Okuma Parçası:
——

Mlliyet Milliyet Blog Milliyet Blog
 
Facebook Connect
Blog Kategorileri
 

21 Haziran '07

 
Kategori
Mizah
 

Marilyn' le seks yapmak

Marilyn' le seks yapmak
 

Benim hayatımda seks ve benzeri eylemlerin hiç yeri olmamıştır. Ben bir bilim adamıyım. Seks yapmak, yemek yapmak, kabuklu yemiş yemek gibi faaliyetler benim için gereksiz şeylerdir. Bunlar dünya tarihini değiştirecek bir araştırmacı için ne kadar da basit şeylerdir düşünebiliyor musunuz. Yani tarih beni şöyle yazabilir mi: "Kemal Kara... Zamanda yolculukla ilgili araştırmalar yaptı. Yemek yaptı. Sevişti. Kabuklu yemiş yedi." Ben tarihe böyle mi geçeceğim. Olabilir mi?
...
Ama işte bilim adamı olmanın bazı yan etkileri de var. Meraklı oluyorsun. Merak ediyorsun. O gece zamanda yolculukla ilgili çok kritik bir icatla uğraşırken de burada açıyorum parantez, tatilde olan yan komşunun balkonuna yerleştirdiğim bir enerji motoru ile iki fareyi kendi balkonumdan geleceğe gönderme deneyi yapıyordum ki o an apartmanın bodrumunda deney için gerekli fareleri kovalarken cep telefonum çaldı. Arayan afedersiniz hayvan Namık'tı. Arkadaş hayvan gibi seviştiği için bu namı almıştı. Kendisine bu ünvan da bizzat seviştiği hanımlar tarafından bağrılarak konulmuştu.
...
"Ne var hayvan?"
"Kemal her nerede ne yapıyorsan bırak ve benim eve gel."
"Araştırma yapıyorum oğlum. Gelemem."

——

Veriler:
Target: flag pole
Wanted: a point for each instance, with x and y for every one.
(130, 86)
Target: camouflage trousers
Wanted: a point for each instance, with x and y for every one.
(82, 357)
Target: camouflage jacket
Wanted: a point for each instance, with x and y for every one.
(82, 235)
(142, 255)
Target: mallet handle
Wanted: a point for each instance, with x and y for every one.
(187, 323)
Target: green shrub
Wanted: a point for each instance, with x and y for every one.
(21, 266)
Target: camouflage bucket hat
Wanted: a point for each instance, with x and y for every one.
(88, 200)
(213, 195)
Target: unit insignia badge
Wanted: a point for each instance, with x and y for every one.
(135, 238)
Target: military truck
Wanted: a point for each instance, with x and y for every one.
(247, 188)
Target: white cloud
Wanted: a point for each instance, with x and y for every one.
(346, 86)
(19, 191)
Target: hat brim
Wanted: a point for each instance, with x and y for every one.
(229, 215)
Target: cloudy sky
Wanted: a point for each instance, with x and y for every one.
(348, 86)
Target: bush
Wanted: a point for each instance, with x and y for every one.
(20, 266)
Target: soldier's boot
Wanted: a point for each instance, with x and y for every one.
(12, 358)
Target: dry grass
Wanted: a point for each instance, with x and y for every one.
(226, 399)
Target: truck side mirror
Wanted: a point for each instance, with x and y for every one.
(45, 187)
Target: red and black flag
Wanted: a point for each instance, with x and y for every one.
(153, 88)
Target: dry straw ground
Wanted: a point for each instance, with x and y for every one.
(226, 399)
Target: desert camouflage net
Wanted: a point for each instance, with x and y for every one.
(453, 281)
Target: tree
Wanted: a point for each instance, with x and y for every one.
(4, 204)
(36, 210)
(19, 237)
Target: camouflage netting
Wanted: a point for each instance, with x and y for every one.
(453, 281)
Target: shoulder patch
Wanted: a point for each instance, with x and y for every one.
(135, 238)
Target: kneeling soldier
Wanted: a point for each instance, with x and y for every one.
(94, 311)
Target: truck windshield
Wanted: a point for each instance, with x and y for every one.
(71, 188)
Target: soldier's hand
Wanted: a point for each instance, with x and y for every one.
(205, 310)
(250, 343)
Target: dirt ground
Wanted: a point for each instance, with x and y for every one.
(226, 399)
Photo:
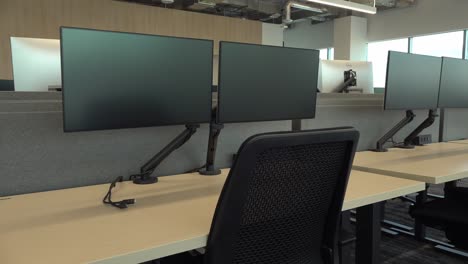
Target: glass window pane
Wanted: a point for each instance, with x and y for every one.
(377, 53)
(447, 45)
(324, 54)
(331, 54)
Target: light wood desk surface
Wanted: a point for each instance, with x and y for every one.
(73, 226)
(435, 163)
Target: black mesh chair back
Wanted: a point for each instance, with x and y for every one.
(282, 199)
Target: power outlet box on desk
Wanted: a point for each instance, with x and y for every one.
(422, 140)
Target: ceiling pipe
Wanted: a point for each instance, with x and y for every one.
(298, 5)
(334, 3)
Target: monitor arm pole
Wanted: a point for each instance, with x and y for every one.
(145, 172)
(408, 118)
(210, 169)
(408, 142)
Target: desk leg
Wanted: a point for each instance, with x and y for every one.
(419, 228)
(368, 234)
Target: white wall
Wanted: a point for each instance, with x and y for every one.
(272, 34)
(36, 63)
(306, 35)
(350, 38)
(426, 17)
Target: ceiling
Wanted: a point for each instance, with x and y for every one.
(269, 11)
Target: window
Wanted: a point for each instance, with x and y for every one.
(377, 53)
(331, 53)
(447, 45)
(324, 54)
(327, 54)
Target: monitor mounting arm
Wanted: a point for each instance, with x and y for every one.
(405, 121)
(146, 170)
(408, 142)
(210, 169)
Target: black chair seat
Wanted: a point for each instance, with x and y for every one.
(449, 214)
(281, 202)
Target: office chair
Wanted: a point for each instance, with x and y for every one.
(449, 214)
(282, 199)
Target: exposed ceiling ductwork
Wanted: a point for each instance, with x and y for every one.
(272, 11)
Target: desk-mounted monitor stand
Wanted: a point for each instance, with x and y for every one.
(380, 146)
(210, 169)
(408, 142)
(146, 170)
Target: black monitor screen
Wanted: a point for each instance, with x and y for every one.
(265, 83)
(412, 81)
(115, 80)
(454, 84)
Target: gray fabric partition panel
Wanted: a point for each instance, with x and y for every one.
(37, 156)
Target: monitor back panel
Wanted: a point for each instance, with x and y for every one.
(331, 76)
(454, 84)
(117, 80)
(412, 81)
(266, 83)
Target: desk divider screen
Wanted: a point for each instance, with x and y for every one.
(454, 83)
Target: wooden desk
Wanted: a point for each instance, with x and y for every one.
(436, 163)
(73, 226)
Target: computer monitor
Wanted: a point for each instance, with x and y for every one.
(114, 80)
(266, 83)
(334, 73)
(454, 83)
(412, 81)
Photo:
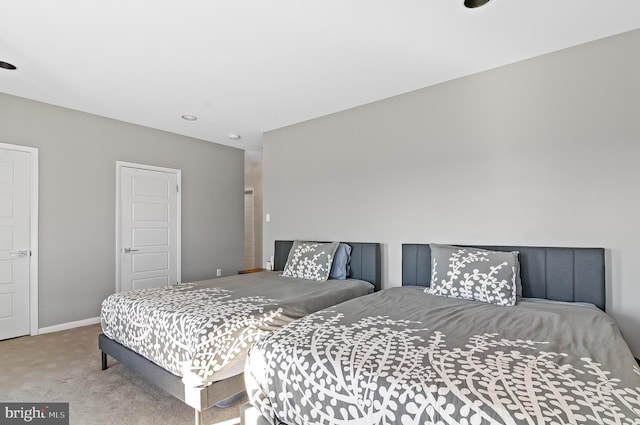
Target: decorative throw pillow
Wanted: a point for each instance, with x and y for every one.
(474, 274)
(340, 266)
(310, 260)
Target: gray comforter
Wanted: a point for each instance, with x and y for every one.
(404, 357)
(199, 330)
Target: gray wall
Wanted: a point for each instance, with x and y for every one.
(541, 152)
(78, 154)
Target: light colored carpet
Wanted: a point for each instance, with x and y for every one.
(65, 367)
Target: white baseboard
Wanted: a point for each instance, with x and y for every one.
(69, 325)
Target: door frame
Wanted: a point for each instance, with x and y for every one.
(178, 173)
(33, 233)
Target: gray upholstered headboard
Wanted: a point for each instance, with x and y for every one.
(561, 274)
(365, 260)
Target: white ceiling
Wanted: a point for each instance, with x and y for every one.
(249, 66)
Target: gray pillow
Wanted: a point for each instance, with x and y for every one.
(310, 260)
(474, 274)
(340, 266)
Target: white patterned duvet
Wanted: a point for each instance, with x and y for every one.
(199, 330)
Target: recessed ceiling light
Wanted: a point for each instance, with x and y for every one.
(7, 65)
(475, 3)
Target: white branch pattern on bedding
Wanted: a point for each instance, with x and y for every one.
(188, 331)
(380, 371)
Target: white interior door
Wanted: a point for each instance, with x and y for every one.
(15, 196)
(149, 242)
(249, 255)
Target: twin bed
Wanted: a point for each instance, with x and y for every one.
(497, 338)
(468, 355)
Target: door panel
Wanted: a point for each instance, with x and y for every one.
(15, 186)
(148, 233)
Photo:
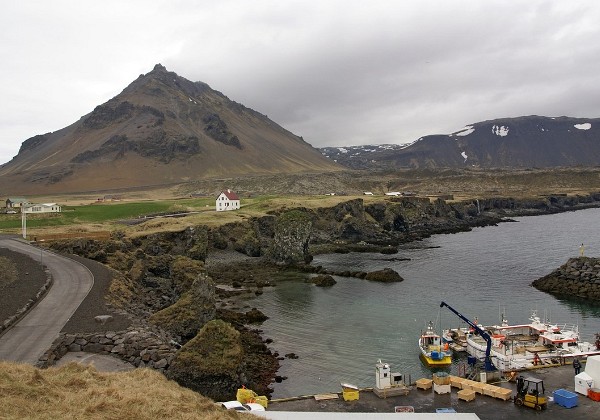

——

Yazılı Talimat A:
Okuma parçasında, zamanda yolculuk deneyi sırasında anlatıcının cep telefonunu çaldıran kişi kimdir?
Yazılı Talimat B:
Kayıtlarda "Target: gray wall" ifadesinin geçtiği satırdan kayıtların sonuna kadar her şeyi, boş satırları atlayarak Sıra ve Satır sütunlarından oluşan bir Markdown tablosu biçiminde düzenleyin. Resimleri yanıta dahil etmeyin.
Okuma parçası ile kayıtlar birbirinden farklı kaynaklardan alınmıştır.

Beklenen Çıktı A:
Namık.

Beklenen Çıktı B:
| Sıra | Satır |
|---|---|
| 1 | Target: gray wall |
| 2 | Wanted: a point for each instance, with x and y for every one. |
| 3 | (541, 152) |
| 4 | (78, 154) |
| 5 | Target: light colored carpet |
| 6 | Wanted: a point for each instance, with x and y for every one. |
| 7 | (65, 367) |
| 8 | Target: white baseboard |
| 9 | Wanted: a point for each instance, with x and y for every one. |
| 10 | (69, 325) |
| 11 | Target: door frame |
| 12 | Wanted: a point for each instance, with x and y for every one. |
| 13 | (178, 173) |
| 14 | (33, 233) |
| 15 | Target: gray upholstered headboard |
| 16 | Wanted: a point for each instance, with x and y for every one. |
| 17 | (561, 274) |
| 18 | (365, 260) |
| 19 | Target: white ceiling |
| 20 | Wanted: a point for each instance, with x and y for every one. |
| 21 | (249, 66) |
| 22 | Target: gray pillow |
| 23 | Wanted: a point for each instance, with x and y for every one. |
| 24 | (310, 260) |
| 25 | (474, 274) |
| 26 | (340, 266) |
| 27 | Target: white patterned duvet |
| 28 | Wanted: a point for each instance, with x and y for every one. |
| 29 | (199, 330) |
| 30 | Target: recessed ceiling light |
| 31 | Wanted: a point for each instance, with x and y for every one. |
| 32 | (7, 65) |
| 33 | (475, 3) |
| 34 | Target: white branch pattern on bedding |
| 35 | Wanted: a point for each instance, with x and y for every one. |
| 36 | (188, 331) |
| 37 | (380, 371) |
| 38 | Target: white interior door |
| 39 | Wanted: a point for each instance, with x and y for every one. |
| 40 | (15, 196) |
| 41 | (149, 242) |
| 42 | (249, 255) |
| 43 | Target: twin bed |
| 44 | Wanted: a point for each instance, with x and y for every one. |
| 45 | (497, 338) |
| 46 | (468, 355) |
| 47 | Target: door panel |
| 48 | Wanted: a point for each instance, with x and y for every one. |
| 49 | (15, 186) |
| 50 | (148, 233) |
| 51 | Photo: |